WHAT THE TASK REQUIRES: What you return must match the entries exactly, except that the pictures are gone.

MATERIAL FOR THE TASK:
________

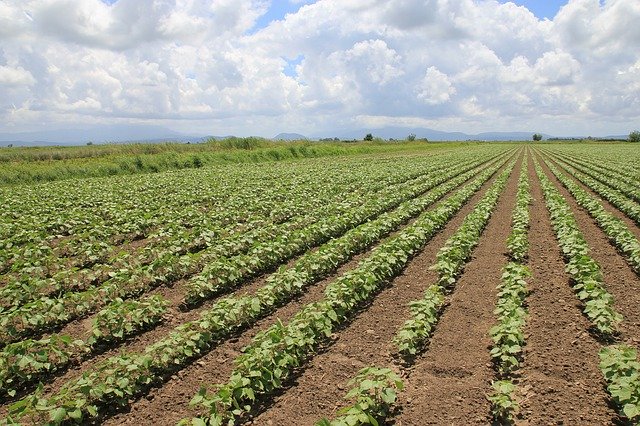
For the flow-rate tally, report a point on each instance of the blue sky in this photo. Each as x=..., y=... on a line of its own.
x=254, y=67
x=541, y=8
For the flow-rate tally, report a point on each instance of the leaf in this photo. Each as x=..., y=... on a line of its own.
x=58, y=415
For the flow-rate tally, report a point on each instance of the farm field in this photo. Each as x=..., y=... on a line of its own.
x=467, y=284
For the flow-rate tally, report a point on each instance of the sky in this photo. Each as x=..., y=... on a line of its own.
x=260, y=67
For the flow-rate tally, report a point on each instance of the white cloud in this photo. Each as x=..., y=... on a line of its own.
x=436, y=87
x=15, y=77
x=467, y=65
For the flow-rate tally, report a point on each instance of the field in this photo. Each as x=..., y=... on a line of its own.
x=407, y=285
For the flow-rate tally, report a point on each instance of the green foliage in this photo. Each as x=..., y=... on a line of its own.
x=615, y=229
x=621, y=370
x=503, y=404
x=508, y=334
x=585, y=272
x=413, y=335
x=374, y=391
x=289, y=344
x=125, y=317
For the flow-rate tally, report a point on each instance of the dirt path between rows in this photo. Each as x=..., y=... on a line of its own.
x=633, y=227
x=320, y=389
x=619, y=279
x=170, y=403
x=561, y=381
x=449, y=383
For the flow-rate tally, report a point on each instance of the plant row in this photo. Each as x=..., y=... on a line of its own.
x=47, y=312
x=584, y=271
x=615, y=229
x=173, y=240
x=629, y=207
x=508, y=334
x=275, y=353
x=225, y=274
x=610, y=179
x=115, y=380
x=314, y=265
x=374, y=393
x=25, y=362
x=412, y=337
x=81, y=225
x=621, y=369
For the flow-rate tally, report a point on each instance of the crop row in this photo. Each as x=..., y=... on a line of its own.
x=629, y=207
x=85, y=227
x=172, y=239
x=615, y=229
x=113, y=381
x=413, y=335
x=24, y=362
x=316, y=264
x=621, y=369
x=584, y=271
x=508, y=334
x=609, y=178
x=47, y=312
x=275, y=353
x=374, y=391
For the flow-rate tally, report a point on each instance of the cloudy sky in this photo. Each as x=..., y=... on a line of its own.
x=262, y=67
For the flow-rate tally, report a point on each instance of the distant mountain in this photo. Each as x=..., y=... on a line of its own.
x=435, y=135
x=289, y=137
x=99, y=134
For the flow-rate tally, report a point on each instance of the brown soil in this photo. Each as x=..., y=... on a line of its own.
x=216, y=366
x=451, y=389
x=619, y=279
x=633, y=227
x=367, y=340
x=561, y=382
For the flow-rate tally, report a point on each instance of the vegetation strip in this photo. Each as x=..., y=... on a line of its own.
x=612, y=180
x=48, y=312
x=290, y=281
x=115, y=380
x=412, y=337
x=508, y=334
x=24, y=362
x=585, y=272
x=615, y=229
x=375, y=392
x=274, y=354
x=629, y=207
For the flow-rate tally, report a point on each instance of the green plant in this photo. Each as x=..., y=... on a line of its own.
x=502, y=401
x=374, y=391
x=621, y=370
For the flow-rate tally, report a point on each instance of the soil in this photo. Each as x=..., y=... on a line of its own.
x=216, y=366
x=561, y=382
x=631, y=224
x=367, y=341
x=619, y=278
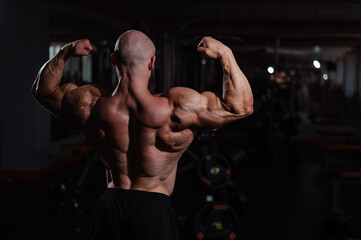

________

SOLUTION TO THIS EXERCISE:
For the flow-rate tally, report a point on each instance of the blue sky in this photo. Each as x=..., y=... on a line of its own.
x=254, y=67
x=541, y=8
For the flow-rate tally, report a point on each instance of the leaf in this photo. Each as x=..., y=... on a line of its own.
x=58, y=415
For the flow-rate tally, report a point on each instance of the farm field in this photo. Each as x=..., y=... on a line of its own.
x=467, y=284
For the flow-rate tally, report a point on each instance of the sky in this photo. Each as x=..., y=... on a line of its own.
x=260, y=67
For the flow-rate tally, report a point on each instance of the white cloud in this photo. Each as x=..., y=... on a line of its own.
x=436, y=87
x=15, y=77
x=467, y=65
For the flow-rate tally, report a point on each instance of the field in this photo. Each as x=..., y=... on a line of its own.
x=407, y=285
For the flow-rate tally, report a point on each instance of the green foliage in this photo. Each as x=..., y=... on a line of its own.
x=615, y=229
x=621, y=370
x=503, y=404
x=508, y=334
x=585, y=272
x=413, y=335
x=374, y=391
x=289, y=344
x=125, y=317
For the flow-rate tally, report a point on each instance of the dirt path between rows in this photo. Each as x=..., y=... on a line of its own.
x=633, y=227
x=320, y=389
x=619, y=279
x=170, y=403
x=561, y=381
x=449, y=383
For the flow-rate tally, report a point on each instance of the plant row in this photo. Each as x=..., y=... on a line of its own.
x=47, y=312
x=584, y=271
x=615, y=229
x=173, y=240
x=629, y=207
x=508, y=334
x=275, y=353
x=225, y=274
x=610, y=179
x=115, y=380
x=314, y=265
x=374, y=393
x=25, y=362
x=412, y=337
x=81, y=225
x=621, y=369
For the flow-rate tally, report a point on each instance of the crop row in this photo. Each as x=..., y=... on a line of its own.
x=629, y=207
x=85, y=227
x=172, y=239
x=615, y=229
x=113, y=381
x=413, y=335
x=24, y=362
x=316, y=264
x=621, y=369
x=584, y=271
x=508, y=334
x=609, y=178
x=47, y=312
x=275, y=353
x=374, y=391
For the flow-rate tally, report a point on each instance of the cloudy sky in this photo. Each as x=..., y=... on a line of its own.
x=262, y=67
For the flow-rate tally, report a point on each instance of the distant mountain in this photo. Each as x=..., y=... on a line of its own.
x=435, y=135
x=289, y=137
x=99, y=134
For the flow-rate tally, report a point on each instance of the brown soil in this photo. Each as x=..., y=... on a line of its own.
x=216, y=366
x=451, y=389
x=619, y=279
x=633, y=227
x=367, y=340
x=561, y=382
For the flow-rate tally, report a point on each instance of the vegetation strip in this photo. Each as x=..., y=... on a line of its own.
x=612, y=180
x=48, y=312
x=290, y=281
x=115, y=380
x=412, y=337
x=508, y=334
x=24, y=362
x=585, y=272
x=615, y=229
x=375, y=392
x=274, y=354
x=629, y=207
For the flow-rate tally, report a point on each instance of the green plant in this photo. Each as x=..., y=... on a line of its own.
x=502, y=401
x=374, y=391
x=621, y=370
For the flow-rate tally, report a point on each instance of the soil in this photo. Each as x=..., y=... on a line of its own.
x=216, y=366
x=561, y=382
x=631, y=224
x=367, y=341
x=619, y=278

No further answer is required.